**Given passage**.
● ● ●

Incident Ticket Classification Scheme – Proper ticket classification of an issue when a Help Desk ticket is created enables the Help Desk Agent to sort the issue into support buckets. These buckets will allow knowledge to be presented to the Help Desk agent when trying to provide proper support, enable proper routing of escalated tickets and allow trend reporting of ticket types. Ticket categories also can be used to identify mission critical services. If an incident is raised against a mission critical service, the priority can be elevated.
Incident Priority levels – Due to IT support resource constraints, not all incidents can be worked on simultaneously. Incident tickets will need to be prioritized based on impact and urgency. Incident impact is the potential financial, brand or security damage caused by the incident on the business organization before it can be resolved. Urgency is how quickly incident resolution is required.
Incident Manager Recovery Run books / decision trees – A runbook or decision tree can be very valuable for a major incident management team that are more generalist. Runbook or decision trees can be built by a service SME and manager prior to an incident, which will provide incident management team valuable actions to take in the first 30 minutes while the experts are joining the bridge.
24/7 Persistent Chat Collaboration Room – When an incident occurs, It is critical to collaborate quickly with resources to determine how to diagnosis and repair the system. With support resources spread-out through a building, city or even country, companies need a collaboration tool beyond just an email chain or audio bridge call. A 24/7 persistent chat collaboration room will allow resources from management, operations, development, storage, platform, network, and other areas visually have real-time discussions, allow resources joining the discussion to review the persistent chat history, allowing sharing of documents, display recovery step timelines, instantly take roll calls of the current participants and who is speaking/chatting, and record the entire recovery event for a post incident review.

● ● ●

Excerpts from a dataset:
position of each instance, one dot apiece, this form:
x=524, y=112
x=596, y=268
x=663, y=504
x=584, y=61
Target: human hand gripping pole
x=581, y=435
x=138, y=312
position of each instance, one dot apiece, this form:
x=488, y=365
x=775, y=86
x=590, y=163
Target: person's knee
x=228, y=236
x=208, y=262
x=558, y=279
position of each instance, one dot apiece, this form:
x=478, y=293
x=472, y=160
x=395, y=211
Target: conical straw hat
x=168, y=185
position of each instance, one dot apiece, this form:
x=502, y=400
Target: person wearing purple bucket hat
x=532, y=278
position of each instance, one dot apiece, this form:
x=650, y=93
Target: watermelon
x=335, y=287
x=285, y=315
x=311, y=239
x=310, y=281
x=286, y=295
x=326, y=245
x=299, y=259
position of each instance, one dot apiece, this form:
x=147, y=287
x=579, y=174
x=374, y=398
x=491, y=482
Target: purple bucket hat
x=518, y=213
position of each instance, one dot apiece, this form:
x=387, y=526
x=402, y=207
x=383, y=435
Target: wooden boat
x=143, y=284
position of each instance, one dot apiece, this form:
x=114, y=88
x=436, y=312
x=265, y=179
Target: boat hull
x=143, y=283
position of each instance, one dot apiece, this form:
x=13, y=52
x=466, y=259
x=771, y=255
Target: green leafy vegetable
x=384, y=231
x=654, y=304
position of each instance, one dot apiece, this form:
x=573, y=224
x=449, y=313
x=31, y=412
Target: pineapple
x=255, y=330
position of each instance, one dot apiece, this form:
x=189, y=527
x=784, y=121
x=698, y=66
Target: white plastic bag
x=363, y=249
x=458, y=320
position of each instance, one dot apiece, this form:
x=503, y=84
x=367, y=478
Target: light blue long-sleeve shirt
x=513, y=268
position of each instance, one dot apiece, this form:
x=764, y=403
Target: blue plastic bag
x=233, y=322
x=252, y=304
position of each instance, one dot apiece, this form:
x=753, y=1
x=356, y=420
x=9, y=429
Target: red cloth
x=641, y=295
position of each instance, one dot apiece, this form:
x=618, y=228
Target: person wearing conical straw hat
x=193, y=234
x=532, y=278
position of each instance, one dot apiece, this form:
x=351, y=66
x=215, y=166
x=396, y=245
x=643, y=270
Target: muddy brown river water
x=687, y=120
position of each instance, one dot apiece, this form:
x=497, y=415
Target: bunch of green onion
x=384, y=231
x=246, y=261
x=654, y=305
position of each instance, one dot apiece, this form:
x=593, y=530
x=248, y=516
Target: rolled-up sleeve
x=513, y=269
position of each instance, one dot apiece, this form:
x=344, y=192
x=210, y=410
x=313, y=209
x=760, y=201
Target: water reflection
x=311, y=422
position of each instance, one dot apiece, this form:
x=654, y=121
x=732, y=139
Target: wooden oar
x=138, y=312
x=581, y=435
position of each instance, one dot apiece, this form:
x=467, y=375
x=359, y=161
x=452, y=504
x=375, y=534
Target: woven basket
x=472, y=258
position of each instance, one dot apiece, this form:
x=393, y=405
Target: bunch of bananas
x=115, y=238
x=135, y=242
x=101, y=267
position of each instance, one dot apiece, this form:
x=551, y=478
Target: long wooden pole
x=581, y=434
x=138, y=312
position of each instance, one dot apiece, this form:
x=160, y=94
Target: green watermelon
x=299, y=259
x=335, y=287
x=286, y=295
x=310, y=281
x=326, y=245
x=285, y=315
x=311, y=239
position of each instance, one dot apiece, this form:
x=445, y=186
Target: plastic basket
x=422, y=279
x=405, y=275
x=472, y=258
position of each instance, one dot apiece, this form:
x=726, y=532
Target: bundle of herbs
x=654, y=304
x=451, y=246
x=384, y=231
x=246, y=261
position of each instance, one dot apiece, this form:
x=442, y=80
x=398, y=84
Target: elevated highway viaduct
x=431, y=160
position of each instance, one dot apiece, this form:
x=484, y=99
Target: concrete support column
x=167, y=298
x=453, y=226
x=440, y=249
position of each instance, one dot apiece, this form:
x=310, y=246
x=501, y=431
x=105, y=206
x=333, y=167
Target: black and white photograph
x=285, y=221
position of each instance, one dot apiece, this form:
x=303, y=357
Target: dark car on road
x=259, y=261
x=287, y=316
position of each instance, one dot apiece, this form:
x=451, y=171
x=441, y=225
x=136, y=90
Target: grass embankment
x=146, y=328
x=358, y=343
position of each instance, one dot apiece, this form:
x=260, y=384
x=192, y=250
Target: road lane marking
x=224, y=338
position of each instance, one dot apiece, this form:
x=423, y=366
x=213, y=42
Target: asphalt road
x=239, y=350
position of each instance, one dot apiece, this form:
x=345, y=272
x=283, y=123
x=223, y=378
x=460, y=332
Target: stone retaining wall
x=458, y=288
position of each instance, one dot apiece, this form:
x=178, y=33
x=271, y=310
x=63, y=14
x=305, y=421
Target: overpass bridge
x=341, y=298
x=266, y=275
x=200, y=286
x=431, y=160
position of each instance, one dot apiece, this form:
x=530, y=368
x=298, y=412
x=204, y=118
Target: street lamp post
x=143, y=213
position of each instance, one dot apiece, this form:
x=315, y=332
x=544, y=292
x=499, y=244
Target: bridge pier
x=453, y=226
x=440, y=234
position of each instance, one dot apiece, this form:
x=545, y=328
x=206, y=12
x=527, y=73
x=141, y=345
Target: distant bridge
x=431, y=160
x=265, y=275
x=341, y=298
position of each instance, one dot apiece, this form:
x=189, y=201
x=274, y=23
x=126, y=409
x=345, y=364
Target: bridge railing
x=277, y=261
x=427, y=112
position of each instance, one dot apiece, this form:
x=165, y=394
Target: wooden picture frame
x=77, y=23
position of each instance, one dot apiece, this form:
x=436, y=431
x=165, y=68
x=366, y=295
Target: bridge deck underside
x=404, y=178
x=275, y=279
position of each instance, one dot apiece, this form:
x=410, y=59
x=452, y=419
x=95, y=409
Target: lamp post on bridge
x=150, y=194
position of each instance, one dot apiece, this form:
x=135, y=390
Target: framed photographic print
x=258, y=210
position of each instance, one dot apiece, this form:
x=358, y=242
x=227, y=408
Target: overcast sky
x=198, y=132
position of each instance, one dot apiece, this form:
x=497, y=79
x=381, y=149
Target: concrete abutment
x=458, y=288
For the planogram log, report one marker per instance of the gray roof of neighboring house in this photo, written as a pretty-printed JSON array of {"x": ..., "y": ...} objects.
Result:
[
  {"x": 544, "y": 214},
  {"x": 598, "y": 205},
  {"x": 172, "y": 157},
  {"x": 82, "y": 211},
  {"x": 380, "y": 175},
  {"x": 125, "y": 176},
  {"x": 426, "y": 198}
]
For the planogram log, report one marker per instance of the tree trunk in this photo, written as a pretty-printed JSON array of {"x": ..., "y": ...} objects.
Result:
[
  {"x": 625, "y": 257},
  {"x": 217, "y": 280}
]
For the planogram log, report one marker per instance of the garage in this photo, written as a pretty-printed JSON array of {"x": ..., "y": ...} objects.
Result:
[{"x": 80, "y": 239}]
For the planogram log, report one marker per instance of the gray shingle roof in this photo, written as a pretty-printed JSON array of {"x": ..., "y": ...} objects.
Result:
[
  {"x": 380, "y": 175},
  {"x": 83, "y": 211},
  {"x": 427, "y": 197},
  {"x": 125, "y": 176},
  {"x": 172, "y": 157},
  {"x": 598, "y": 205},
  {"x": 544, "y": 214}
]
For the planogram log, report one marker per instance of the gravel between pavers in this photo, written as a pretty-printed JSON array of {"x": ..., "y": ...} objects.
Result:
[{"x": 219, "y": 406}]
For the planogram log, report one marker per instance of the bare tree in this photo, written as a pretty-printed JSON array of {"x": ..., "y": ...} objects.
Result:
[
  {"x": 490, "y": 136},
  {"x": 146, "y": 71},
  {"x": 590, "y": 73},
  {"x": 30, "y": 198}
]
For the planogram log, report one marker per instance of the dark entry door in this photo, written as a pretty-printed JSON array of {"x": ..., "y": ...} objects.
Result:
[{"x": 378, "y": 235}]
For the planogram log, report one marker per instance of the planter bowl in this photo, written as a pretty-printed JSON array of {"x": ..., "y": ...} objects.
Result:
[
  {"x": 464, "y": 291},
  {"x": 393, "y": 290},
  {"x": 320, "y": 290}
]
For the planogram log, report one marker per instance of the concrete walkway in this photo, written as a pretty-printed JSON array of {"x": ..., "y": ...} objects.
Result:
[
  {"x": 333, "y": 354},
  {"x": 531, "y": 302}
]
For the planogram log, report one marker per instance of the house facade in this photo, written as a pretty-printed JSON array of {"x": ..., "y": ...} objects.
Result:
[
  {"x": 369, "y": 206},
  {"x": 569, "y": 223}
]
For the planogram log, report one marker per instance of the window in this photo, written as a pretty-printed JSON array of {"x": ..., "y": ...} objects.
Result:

● ● ●

**Directions**.
1. Please sum up the incident management passage in two sentences.
2. Carry the incident management passage on past its last sentence.
None of this material is needed.

**Responses**.
1. Classifying Help Desk tickets sorts issues into support buckets that surface knowledge, guide routing of escalated tickets, support trend reporting and can flag mission critical services for higher priority, while incidents are prioritized by impact and urgency because not all of them can be worked on at once. Runbooks or decision trees built in advance give generalist major incident teams actions for the first 30 minutes, and a 24/7 persistent chat room lets dispersed resources collaborate in real time, review chat history, share documents and record the recovery for a post incident review.

2.
Major Incident Lifecycle – Recovery, Restoration and Closure
Recovery is the segment to bring an IT service has returned to a normal state. The overall business IT service made up of one or more configuration items may or may not be recovered at this point. Restoration is the point when the actual business service has been recovered and the end users are able to use the services successfully. Closure occurs after the service is available to the user and the recovery teams validate that the service is stable from immediate re-occurrence.
Incident Resolution Category Scheme – Initial incident categories focus on what monitoring or the customer sees and experiences as an issue. Capturing incident resolution categories allows the incident owner to categorize the incident based on what the end resolution was based on all of the information learned from recovering the system or how it was fixed. This is important for troubleshooting future incidents.
Root Cause Analysis – Determine what happened, why it happened and what to do to reduce the likelihood that it will happen again. This process involves collecting the data, identify all potential causes, determine the root cause, and implement a fix if possible to eliminate the problem.
Post Incident Review (PIR) – A post incident review (PIR) is an evaluation of the response and recovery of a major incident. The post incident review identifies what went well and opportunities to reinforce improved response and recovery processes to reduce MTTRS. It also finalizes the capture of the incident data for root cause analysis by problem management.